**Exercise goal:** Return the following from the records below: each line, word for word, starting with the line that contains "point: dog's ear" and going on through the line that contains "point: headboard |", with nothing outside that range.

Dataset entries:
.....

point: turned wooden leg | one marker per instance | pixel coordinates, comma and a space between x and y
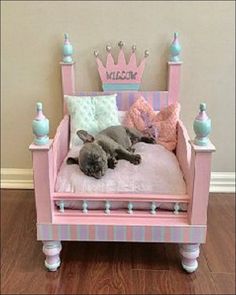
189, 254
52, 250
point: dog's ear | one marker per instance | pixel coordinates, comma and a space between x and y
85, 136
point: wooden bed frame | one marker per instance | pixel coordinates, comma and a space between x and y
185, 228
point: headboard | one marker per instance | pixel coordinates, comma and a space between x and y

.....

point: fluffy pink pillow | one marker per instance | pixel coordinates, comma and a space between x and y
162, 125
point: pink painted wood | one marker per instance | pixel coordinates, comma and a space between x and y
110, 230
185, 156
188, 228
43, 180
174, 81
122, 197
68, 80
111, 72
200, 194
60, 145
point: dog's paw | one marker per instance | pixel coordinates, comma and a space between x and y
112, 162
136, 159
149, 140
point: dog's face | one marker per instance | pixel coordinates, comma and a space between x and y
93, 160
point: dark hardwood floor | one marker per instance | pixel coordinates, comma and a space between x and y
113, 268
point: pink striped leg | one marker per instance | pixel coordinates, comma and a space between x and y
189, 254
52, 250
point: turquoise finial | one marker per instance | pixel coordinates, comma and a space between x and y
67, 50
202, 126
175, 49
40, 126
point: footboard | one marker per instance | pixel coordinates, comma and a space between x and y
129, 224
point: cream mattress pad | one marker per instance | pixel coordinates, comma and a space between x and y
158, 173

.....

**Result of the task:**
point: dog's ear | one marker per instance | pixel coordinates, comma and a space between x and y
85, 136
point: wooden bed frame | one marker per instance | pixel coordinates, comma and a space between x and y
185, 228
point: headboard | one marker per instance | pixel coordinates, comma and a space between x and y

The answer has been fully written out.